Given request A — Transcribe the stretch of the passage about the Rio paragliding pilot from "- To save (a" through "error or mistake)".
Given request B — Write the next part of the passage about the Rio paragliding pilot, picking up after its final sentence.

[Begin Provided text]

- To save (a person or soul) from a state of sinfulness and its consequences
- To restore the honor, worth, or reputation of
- To atone for (an error or mistake)
- To compensate for the faults or bad aspects of (something)
It was in 1922 that a nameless paragliding pilot from Rio, after an epic series of bad decisions and premature landings (a.k.a. “bomb-outs”) in a local competition, felt a deep, even religious need to redeem himself. So he climbed the hill of Corcovado, looked down on the sprawling splendor of city, ocean, jungle, and rock beneath him, grandiosely spread his arms and, slightly raising his sweaty chin, exclaimed, “Help me, Jesus, redeem myself!” Needless to say, he was fucking tired of losing (not to mention the climb). So, his arms still spread out, he closed his eyes and made himself and God a promise. Then he walked back down to the city and gathered all the other Rio pilots suffering from chronic bomb-out syndrome and occupying the bottom side of the comp result sheets. That night, spending their last money on more rounds of cachaça than history can count, they drew the first architectural drawing of their Redeemer. The very next day they started an epic battle against a collective hangover and gravity. They had to bring up that hill 635 metric tons of concrete. For a statue of the Christ so great and so beautiful, they would never bomb out again.

[End Provided text]
[Begin Extracted entries]

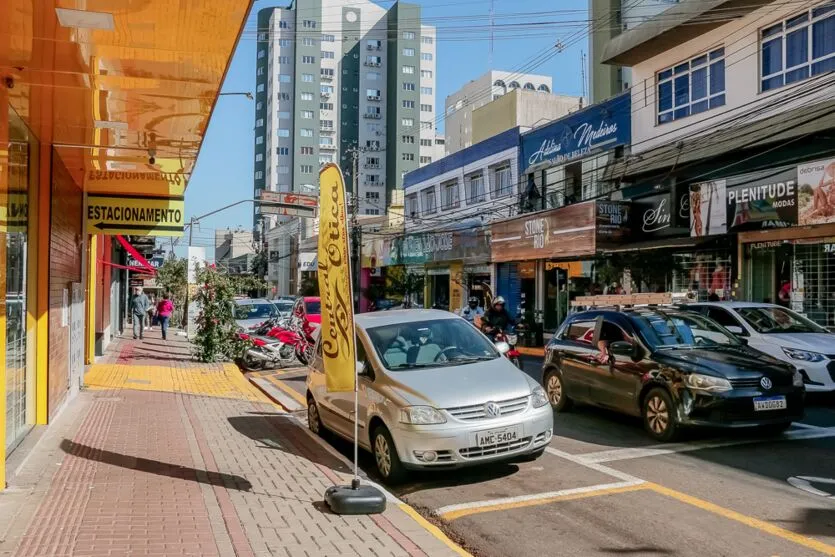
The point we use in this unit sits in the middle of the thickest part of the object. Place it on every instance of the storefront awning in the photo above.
(767, 131)
(122, 91)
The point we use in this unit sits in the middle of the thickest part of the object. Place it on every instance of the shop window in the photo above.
(798, 48)
(691, 87)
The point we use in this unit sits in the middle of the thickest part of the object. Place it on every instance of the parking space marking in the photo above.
(451, 512)
(613, 455)
(756, 523)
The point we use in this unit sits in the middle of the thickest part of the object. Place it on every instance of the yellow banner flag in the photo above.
(334, 259)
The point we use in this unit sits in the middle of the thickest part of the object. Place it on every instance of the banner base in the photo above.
(355, 499)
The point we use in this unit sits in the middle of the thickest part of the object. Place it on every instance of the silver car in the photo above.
(433, 393)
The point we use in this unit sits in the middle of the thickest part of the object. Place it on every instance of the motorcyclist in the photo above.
(472, 311)
(496, 318)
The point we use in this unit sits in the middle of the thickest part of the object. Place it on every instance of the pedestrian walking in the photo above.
(139, 308)
(164, 310)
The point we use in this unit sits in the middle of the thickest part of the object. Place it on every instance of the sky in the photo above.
(224, 170)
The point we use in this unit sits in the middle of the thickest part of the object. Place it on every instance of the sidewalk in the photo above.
(160, 455)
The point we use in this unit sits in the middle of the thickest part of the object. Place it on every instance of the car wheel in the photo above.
(555, 389)
(659, 415)
(314, 420)
(385, 457)
(774, 429)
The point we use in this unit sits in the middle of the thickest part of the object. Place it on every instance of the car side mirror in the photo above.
(622, 348)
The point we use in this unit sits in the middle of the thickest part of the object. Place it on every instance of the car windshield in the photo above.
(668, 329)
(428, 344)
(769, 320)
(255, 311)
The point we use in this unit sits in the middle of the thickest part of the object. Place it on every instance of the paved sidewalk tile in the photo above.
(172, 457)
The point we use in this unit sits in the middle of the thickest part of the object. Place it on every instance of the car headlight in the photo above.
(707, 383)
(538, 397)
(803, 355)
(421, 415)
(797, 379)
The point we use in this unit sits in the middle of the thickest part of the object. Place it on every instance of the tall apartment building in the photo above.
(459, 106)
(609, 19)
(337, 75)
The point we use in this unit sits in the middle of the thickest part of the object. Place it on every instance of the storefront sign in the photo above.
(598, 127)
(565, 232)
(145, 216)
(762, 200)
(816, 192)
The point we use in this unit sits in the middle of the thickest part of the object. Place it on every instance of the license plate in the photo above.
(495, 436)
(770, 403)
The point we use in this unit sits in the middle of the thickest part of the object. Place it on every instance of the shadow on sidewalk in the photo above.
(229, 481)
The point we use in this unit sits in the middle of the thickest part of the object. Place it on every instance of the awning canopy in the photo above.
(110, 83)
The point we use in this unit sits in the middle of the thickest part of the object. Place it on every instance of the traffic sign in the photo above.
(146, 216)
(288, 204)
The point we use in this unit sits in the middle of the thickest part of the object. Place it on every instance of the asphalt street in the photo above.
(604, 488)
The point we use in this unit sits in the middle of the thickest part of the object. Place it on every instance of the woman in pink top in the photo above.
(164, 309)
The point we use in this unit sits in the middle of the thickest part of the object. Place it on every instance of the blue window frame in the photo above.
(691, 87)
(798, 48)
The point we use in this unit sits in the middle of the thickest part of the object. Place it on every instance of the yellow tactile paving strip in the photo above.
(221, 381)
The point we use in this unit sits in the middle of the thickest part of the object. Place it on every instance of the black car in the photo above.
(673, 368)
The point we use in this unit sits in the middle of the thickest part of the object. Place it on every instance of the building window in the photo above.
(692, 87)
(428, 199)
(798, 48)
(475, 189)
(501, 182)
(449, 195)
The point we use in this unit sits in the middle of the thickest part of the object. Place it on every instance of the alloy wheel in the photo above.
(382, 455)
(658, 416)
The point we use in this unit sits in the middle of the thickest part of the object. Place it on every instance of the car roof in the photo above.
(397, 316)
(252, 301)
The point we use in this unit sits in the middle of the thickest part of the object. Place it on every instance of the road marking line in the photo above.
(434, 530)
(756, 523)
(657, 450)
(451, 512)
(288, 390)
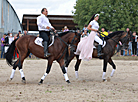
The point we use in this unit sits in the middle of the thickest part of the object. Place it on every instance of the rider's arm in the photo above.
(39, 23)
(89, 28)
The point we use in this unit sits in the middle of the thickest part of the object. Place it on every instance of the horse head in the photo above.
(74, 41)
(125, 37)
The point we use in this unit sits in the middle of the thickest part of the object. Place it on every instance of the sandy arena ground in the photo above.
(122, 87)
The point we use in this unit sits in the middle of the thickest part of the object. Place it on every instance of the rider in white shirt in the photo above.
(94, 26)
(44, 26)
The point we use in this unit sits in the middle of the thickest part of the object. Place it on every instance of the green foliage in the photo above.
(114, 14)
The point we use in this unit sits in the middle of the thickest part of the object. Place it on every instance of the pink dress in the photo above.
(85, 47)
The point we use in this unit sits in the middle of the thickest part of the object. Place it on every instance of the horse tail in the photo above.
(9, 53)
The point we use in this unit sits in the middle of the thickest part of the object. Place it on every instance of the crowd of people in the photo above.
(7, 39)
(132, 46)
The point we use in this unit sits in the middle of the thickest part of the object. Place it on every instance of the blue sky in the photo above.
(54, 7)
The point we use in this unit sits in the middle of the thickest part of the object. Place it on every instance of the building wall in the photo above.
(9, 20)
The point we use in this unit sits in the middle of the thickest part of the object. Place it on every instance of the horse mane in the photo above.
(63, 33)
(113, 34)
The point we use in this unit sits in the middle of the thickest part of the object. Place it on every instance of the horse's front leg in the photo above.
(113, 65)
(14, 68)
(47, 71)
(104, 69)
(77, 66)
(61, 62)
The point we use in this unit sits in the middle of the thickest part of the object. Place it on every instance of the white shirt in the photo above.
(94, 24)
(11, 39)
(43, 22)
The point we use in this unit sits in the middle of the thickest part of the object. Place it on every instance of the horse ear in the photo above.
(129, 32)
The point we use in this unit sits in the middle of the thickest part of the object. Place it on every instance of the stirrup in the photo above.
(47, 55)
(100, 54)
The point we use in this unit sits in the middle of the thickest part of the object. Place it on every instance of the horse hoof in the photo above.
(68, 81)
(40, 82)
(104, 80)
(24, 81)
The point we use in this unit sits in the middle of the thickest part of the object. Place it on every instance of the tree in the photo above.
(114, 14)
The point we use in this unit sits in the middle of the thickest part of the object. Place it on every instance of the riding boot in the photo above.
(46, 54)
(99, 50)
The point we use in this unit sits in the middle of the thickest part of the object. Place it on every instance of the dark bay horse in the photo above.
(26, 45)
(109, 50)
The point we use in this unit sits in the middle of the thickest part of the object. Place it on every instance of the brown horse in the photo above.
(109, 50)
(26, 45)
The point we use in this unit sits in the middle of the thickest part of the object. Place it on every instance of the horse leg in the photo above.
(23, 54)
(61, 63)
(77, 66)
(67, 62)
(47, 71)
(113, 65)
(14, 68)
(104, 69)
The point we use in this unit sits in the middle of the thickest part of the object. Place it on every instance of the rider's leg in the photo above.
(97, 39)
(44, 35)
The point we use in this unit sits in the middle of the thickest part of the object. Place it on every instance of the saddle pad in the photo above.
(102, 46)
(38, 41)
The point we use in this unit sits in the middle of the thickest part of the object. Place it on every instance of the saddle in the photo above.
(95, 45)
(39, 41)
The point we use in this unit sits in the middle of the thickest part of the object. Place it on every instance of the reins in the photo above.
(120, 46)
(67, 45)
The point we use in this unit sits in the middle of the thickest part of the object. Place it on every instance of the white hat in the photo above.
(65, 27)
(96, 15)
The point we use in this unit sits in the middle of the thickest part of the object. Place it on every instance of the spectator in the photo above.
(103, 33)
(11, 38)
(134, 44)
(2, 46)
(85, 28)
(15, 51)
(66, 29)
(84, 34)
(25, 32)
(137, 46)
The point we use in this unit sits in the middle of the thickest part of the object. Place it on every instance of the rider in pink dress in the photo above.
(85, 46)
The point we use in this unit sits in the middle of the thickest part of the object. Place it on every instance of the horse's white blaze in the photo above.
(43, 77)
(66, 68)
(76, 73)
(103, 77)
(112, 73)
(12, 74)
(21, 72)
(66, 76)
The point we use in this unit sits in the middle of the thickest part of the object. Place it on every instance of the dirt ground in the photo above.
(122, 87)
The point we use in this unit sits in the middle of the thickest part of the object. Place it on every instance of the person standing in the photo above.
(66, 29)
(2, 46)
(134, 44)
(25, 32)
(85, 46)
(11, 38)
(44, 27)
(103, 32)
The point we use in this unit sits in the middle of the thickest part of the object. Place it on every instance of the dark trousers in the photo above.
(134, 48)
(44, 35)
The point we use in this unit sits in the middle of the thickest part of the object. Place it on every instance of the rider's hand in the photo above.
(47, 27)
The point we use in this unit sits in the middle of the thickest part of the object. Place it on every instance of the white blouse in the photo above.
(43, 22)
(94, 25)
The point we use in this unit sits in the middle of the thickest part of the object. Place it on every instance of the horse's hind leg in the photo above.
(14, 68)
(61, 62)
(23, 54)
(77, 66)
(113, 65)
(47, 71)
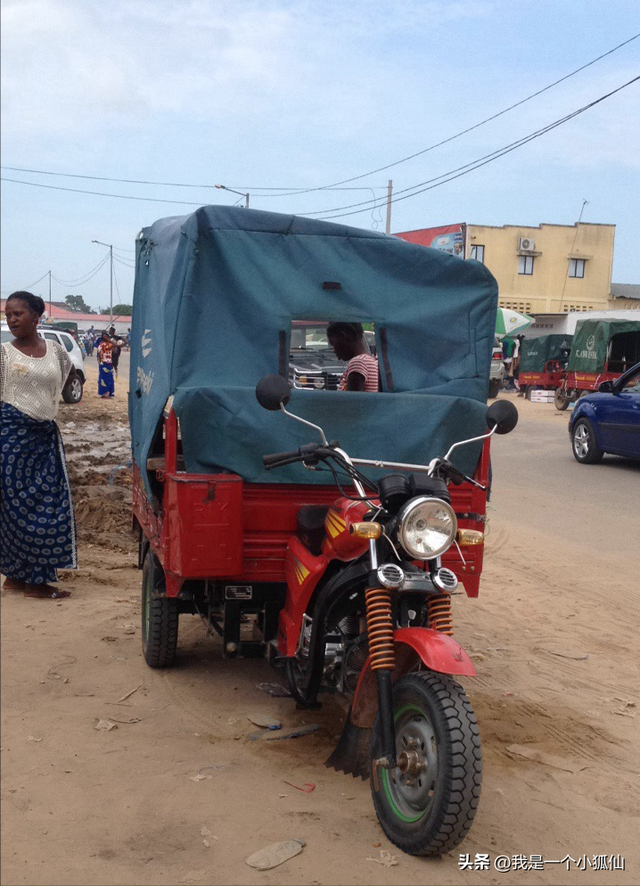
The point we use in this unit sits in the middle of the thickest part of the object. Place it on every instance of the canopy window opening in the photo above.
(323, 354)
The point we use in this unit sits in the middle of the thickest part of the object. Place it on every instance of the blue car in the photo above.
(608, 420)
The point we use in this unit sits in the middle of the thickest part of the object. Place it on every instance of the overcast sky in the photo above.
(262, 95)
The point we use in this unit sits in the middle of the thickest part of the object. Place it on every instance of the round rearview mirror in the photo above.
(503, 416)
(272, 390)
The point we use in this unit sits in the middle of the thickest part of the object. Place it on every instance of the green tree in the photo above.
(77, 303)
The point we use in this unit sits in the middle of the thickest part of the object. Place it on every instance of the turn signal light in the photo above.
(366, 530)
(468, 537)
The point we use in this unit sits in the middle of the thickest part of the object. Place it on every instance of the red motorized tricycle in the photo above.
(340, 565)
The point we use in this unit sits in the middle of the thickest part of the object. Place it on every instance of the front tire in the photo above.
(159, 616)
(583, 443)
(560, 400)
(427, 803)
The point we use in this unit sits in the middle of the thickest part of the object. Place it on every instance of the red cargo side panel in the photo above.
(203, 525)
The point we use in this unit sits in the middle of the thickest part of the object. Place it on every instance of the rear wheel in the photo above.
(584, 444)
(561, 400)
(159, 616)
(427, 803)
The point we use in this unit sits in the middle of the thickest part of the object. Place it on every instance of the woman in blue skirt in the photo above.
(37, 521)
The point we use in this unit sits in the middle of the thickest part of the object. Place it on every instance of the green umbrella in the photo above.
(508, 321)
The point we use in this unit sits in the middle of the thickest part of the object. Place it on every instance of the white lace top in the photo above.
(34, 384)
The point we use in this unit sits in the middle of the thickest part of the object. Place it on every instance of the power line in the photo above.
(334, 186)
(477, 125)
(474, 164)
(85, 279)
(97, 193)
(135, 181)
(31, 285)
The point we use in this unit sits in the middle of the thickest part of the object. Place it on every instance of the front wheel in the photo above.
(560, 400)
(427, 803)
(584, 444)
(159, 616)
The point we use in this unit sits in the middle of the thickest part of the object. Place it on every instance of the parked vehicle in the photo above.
(608, 421)
(72, 391)
(601, 350)
(496, 373)
(343, 589)
(543, 362)
(312, 361)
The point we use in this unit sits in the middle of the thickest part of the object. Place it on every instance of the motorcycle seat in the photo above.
(310, 528)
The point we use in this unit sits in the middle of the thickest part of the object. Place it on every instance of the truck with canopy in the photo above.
(542, 362)
(601, 350)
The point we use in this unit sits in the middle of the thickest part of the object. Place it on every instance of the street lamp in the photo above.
(110, 276)
(246, 196)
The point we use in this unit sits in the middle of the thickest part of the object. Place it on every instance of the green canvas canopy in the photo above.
(598, 342)
(215, 295)
(534, 352)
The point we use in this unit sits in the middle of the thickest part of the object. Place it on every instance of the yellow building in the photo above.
(549, 268)
(540, 270)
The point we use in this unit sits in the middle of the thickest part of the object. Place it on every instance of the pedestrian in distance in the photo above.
(37, 520)
(348, 343)
(106, 375)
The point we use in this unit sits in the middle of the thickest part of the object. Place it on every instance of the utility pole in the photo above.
(246, 196)
(110, 247)
(389, 192)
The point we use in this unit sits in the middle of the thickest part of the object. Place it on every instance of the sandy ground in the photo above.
(175, 792)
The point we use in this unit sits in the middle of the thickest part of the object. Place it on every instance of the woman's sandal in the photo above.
(45, 592)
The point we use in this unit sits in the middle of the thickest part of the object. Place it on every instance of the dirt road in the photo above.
(175, 792)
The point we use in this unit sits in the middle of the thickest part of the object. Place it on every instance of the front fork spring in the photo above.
(380, 629)
(439, 611)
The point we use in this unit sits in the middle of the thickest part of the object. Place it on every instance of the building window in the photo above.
(525, 264)
(576, 267)
(524, 307)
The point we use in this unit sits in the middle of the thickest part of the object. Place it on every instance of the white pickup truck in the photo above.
(72, 391)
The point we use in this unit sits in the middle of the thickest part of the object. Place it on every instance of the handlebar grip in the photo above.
(276, 458)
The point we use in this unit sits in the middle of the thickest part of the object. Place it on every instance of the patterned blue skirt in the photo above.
(37, 520)
(106, 380)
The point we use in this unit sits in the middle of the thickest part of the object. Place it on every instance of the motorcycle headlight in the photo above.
(426, 527)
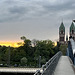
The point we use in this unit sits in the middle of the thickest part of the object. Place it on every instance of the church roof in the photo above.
(62, 27)
(72, 27)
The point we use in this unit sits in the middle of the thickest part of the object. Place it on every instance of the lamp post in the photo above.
(39, 61)
(9, 57)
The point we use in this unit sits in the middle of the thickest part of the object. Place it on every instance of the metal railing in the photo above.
(49, 67)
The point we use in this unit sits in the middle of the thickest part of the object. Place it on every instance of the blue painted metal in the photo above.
(49, 67)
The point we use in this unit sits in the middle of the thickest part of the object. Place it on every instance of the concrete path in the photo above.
(64, 67)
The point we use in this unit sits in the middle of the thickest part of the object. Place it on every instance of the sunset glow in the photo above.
(12, 44)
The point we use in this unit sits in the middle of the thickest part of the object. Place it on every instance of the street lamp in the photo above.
(39, 61)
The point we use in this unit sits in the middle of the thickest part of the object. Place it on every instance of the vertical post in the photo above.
(9, 57)
(39, 61)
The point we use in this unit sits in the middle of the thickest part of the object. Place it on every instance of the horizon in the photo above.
(34, 19)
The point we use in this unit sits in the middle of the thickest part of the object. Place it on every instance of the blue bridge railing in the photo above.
(71, 50)
(49, 67)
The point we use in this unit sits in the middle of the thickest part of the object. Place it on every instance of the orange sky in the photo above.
(10, 43)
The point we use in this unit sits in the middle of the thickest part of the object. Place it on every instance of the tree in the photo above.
(23, 61)
(63, 49)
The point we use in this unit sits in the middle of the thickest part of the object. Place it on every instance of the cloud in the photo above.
(21, 9)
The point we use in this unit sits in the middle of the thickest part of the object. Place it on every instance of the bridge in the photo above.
(57, 65)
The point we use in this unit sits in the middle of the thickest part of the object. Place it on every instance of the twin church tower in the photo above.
(62, 33)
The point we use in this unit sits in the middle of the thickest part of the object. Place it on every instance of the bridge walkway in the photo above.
(64, 67)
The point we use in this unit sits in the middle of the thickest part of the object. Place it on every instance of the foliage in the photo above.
(63, 49)
(28, 53)
(23, 61)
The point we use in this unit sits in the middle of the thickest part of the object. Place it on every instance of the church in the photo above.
(62, 33)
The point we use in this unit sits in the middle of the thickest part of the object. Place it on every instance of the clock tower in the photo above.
(62, 34)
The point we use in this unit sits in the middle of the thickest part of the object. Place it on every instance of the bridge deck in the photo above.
(18, 70)
(64, 67)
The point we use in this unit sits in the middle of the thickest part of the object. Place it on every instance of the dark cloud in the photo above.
(18, 10)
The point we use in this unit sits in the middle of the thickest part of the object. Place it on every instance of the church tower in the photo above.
(72, 31)
(62, 34)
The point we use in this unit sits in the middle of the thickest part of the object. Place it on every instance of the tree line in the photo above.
(30, 54)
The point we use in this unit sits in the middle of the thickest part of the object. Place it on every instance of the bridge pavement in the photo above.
(18, 70)
(64, 67)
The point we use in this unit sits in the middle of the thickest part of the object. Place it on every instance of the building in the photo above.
(72, 31)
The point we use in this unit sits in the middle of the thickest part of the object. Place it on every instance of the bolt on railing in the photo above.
(49, 67)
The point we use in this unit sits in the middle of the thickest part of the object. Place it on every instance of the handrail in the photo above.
(49, 67)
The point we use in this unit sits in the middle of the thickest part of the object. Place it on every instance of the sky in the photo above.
(34, 19)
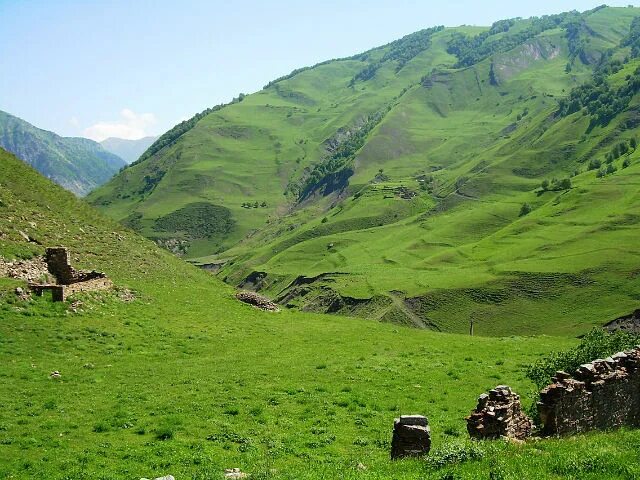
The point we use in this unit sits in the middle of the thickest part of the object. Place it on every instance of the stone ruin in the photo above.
(601, 395)
(499, 414)
(68, 279)
(411, 437)
(258, 301)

[End Extracted entries]

Final answer A —
- To save (a person or soul) from a state of sinfulness and its consequences
- To restore the honor, worth, or reputation of
- To atone for (an error or mistake)

Final answer B —
Nine years later their work was finished, all 38 meters of it. So on that day they all stood at the feet of their Jesus, while that first nameless pilot rose and prophetically cried again to the city below and to God above: “Here at last, we’re here at last! Praise the lord, we’re here at last!” Taking an exalted breath, his eyes wide open in a crazed moment of prophesy that only chronic bomb-out pilots speaking about the never-seen goal line are capable of achieving, he continued his historic speech, to be plagiarized later (April 11, 2016, if you want to be precise) by a less fictional, yet even more ridiculous than this story, US president: “Guys, we’re gonna turn it around, and we’re gonna start winning again. We’re gonna win so much. We’re gonna win at every level. We’re gonna win in cross country, we’re gonna win in acro, we’re even gonna win in that stupid Eastern European discipline… what was the name?.. Ah, yeah – accuracy landing! We’re gonna win with every single facet. We’re gonna win so much, you may even get tired of winning. And you’ll say, ‘Please, please, it’s too much winning. We can’t take it anymore. Jesus, it’s too much’. And He’ll say, ‘No, it isn’t. You have to keep winning. You have to win more. You’re gonna win more. You’re gonna win so much. I love you, Rio! Get out and fly! You will be so happy! I love you.'” the nameless pilot prophesized, and the bomb-out crew of born again flying masons cheered their hats off and ran back down the hill to get their gliders (the later plagiarized version of that speech: https://www.youtube.com/watch?v=daOH-pTd_nk ).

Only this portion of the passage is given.